> **Task item**: The line with "column 105, row 162" marks the first line to copy, and the line with "column 318, row 11" marks the last. Transcribe that stretch of the data below exactly, without pictures.
——
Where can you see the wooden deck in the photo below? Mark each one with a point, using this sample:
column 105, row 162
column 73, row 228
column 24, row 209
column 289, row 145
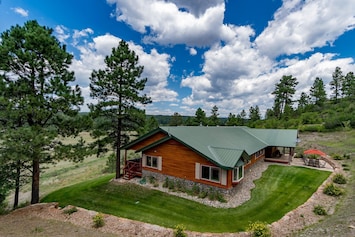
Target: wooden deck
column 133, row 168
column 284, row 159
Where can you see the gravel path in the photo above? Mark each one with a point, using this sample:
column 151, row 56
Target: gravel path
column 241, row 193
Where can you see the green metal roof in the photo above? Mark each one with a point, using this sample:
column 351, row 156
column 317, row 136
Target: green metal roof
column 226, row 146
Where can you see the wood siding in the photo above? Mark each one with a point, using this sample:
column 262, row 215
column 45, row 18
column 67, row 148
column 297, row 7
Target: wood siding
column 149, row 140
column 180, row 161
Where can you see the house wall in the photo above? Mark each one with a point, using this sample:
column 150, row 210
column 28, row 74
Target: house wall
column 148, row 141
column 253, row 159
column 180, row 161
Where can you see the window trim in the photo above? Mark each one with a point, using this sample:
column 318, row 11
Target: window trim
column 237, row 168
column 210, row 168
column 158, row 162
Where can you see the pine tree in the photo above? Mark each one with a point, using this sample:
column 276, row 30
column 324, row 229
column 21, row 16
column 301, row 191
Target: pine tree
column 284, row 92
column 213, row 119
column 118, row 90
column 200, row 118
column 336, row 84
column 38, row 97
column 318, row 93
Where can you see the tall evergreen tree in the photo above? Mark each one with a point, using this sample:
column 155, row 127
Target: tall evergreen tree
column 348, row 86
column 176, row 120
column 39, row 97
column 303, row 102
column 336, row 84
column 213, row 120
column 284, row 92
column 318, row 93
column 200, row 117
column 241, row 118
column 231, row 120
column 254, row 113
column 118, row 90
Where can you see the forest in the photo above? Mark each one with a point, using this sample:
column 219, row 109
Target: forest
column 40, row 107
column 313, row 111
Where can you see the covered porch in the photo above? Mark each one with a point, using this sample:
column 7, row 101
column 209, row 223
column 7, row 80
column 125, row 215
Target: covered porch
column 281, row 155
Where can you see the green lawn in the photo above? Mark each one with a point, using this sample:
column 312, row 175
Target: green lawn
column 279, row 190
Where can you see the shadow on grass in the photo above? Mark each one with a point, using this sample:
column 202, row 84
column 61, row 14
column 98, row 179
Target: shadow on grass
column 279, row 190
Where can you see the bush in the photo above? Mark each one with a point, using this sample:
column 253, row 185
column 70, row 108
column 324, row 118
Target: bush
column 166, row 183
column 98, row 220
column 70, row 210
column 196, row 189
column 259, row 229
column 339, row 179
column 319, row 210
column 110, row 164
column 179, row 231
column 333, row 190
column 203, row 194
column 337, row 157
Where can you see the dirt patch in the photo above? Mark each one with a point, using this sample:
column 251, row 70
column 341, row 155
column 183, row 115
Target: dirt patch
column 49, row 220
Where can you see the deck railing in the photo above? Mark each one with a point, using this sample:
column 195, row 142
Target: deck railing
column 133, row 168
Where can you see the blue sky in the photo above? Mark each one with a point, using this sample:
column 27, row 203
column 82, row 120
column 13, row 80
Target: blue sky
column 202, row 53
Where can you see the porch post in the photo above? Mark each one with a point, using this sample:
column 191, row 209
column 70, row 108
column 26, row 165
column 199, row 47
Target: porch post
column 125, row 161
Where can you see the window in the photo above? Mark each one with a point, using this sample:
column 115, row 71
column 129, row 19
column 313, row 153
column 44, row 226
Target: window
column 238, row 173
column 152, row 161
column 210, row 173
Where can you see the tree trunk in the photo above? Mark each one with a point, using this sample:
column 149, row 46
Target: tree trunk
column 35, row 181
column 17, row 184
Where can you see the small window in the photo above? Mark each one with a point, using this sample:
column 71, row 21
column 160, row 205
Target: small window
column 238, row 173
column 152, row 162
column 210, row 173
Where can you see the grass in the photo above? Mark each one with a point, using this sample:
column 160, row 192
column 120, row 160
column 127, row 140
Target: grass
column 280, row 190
——
> **The completed task**:
column 105, row 162
column 73, row 228
column 24, row 209
column 289, row 145
Target: wooden deck
column 133, row 168
column 284, row 159
Where can you see the gravel path in the photo above? Mark each one with a point, using this sample:
column 151, row 56
Target: gravel path
column 241, row 193
Where can you see the green metal roof in the photo above? Mark each one with a point, using this sample:
column 351, row 156
column 317, row 136
Target: green metal roof
column 226, row 146
Where can you see the wood siding in the photo above? Mark each one with a point, using this sample:
column 262, row 215
column 45, row 18
column 67, row 148
column 297, row 7
Target: wood siding
column 149, row 140
column 180, row 161
Where can you see the house wall in the photo above? Mark each one with a point, using this sample:
column 150, row 210
column 28, row 74
Target: house wall
column 148, row 141
column 253, row 159
column 180, row 161
Where can you see the window trim in the photo above? Mark each one with a point, using this sample:
column 318, row 11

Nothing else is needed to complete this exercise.